* [Exercise objective]:
Reproduce, unchanged, everything in the entries below from the line containing "y=240, one point per instance." down to the line containing "x=383, y=82", including both of those lines.

:::::

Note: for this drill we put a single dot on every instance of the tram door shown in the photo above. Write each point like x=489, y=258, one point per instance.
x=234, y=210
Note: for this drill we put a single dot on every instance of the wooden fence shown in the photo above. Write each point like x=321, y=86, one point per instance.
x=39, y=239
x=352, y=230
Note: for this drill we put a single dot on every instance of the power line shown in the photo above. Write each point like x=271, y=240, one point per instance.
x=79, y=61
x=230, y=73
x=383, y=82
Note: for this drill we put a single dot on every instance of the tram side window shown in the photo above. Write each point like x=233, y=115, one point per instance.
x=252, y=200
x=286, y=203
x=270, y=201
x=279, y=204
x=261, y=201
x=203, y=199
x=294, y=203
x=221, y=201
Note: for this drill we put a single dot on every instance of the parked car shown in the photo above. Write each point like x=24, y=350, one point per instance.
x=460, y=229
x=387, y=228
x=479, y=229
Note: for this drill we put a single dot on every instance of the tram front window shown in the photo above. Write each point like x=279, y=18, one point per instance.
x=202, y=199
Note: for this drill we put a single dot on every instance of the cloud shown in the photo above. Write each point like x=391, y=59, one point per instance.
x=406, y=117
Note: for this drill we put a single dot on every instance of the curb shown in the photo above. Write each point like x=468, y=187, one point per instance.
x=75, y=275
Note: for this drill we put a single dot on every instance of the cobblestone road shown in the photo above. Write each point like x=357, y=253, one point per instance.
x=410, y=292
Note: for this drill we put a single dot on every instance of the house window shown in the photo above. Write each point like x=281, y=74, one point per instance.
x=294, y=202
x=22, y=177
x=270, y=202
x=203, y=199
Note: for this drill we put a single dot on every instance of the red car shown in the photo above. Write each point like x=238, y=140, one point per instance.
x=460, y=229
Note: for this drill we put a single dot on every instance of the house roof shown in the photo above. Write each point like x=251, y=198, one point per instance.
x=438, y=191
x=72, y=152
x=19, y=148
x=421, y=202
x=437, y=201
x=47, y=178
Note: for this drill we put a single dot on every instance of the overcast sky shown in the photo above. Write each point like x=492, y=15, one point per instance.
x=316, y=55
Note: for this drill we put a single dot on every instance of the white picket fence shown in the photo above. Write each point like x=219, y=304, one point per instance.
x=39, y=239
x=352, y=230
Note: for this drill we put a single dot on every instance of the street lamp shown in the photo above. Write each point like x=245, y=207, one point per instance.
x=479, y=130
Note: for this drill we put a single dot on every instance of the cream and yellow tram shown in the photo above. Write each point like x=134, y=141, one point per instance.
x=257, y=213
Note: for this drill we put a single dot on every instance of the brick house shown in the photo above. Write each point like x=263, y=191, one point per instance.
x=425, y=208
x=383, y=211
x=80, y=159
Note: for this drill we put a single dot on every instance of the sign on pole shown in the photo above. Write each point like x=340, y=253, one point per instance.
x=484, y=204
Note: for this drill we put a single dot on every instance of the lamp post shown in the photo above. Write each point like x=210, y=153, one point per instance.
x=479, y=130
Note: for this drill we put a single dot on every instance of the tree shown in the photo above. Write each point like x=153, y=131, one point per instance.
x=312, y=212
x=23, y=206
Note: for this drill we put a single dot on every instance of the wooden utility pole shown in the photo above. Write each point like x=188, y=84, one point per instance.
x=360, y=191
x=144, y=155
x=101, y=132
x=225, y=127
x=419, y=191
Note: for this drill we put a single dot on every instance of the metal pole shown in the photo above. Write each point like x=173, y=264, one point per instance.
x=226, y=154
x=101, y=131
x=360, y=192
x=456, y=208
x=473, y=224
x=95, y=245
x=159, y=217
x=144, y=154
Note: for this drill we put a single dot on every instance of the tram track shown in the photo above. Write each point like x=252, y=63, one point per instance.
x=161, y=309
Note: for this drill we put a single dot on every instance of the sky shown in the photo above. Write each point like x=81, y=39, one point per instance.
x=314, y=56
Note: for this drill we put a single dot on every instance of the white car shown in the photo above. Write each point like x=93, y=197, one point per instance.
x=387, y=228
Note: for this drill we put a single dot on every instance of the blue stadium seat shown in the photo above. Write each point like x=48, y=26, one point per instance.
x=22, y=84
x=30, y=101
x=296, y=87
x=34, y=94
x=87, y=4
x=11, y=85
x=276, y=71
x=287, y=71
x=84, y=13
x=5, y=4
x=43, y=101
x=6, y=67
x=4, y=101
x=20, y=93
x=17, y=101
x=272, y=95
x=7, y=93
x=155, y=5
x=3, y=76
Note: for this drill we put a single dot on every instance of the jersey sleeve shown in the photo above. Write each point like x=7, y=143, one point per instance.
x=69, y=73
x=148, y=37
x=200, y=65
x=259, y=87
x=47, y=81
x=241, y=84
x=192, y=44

:::::

* [Full solution]:
Note: for this drill we put a single dot on every instance of the power line shown in the photo above. Write each point like x=271, y=240, one point per instance.
x=79, y=61
x=230, y=73
x=383, y=82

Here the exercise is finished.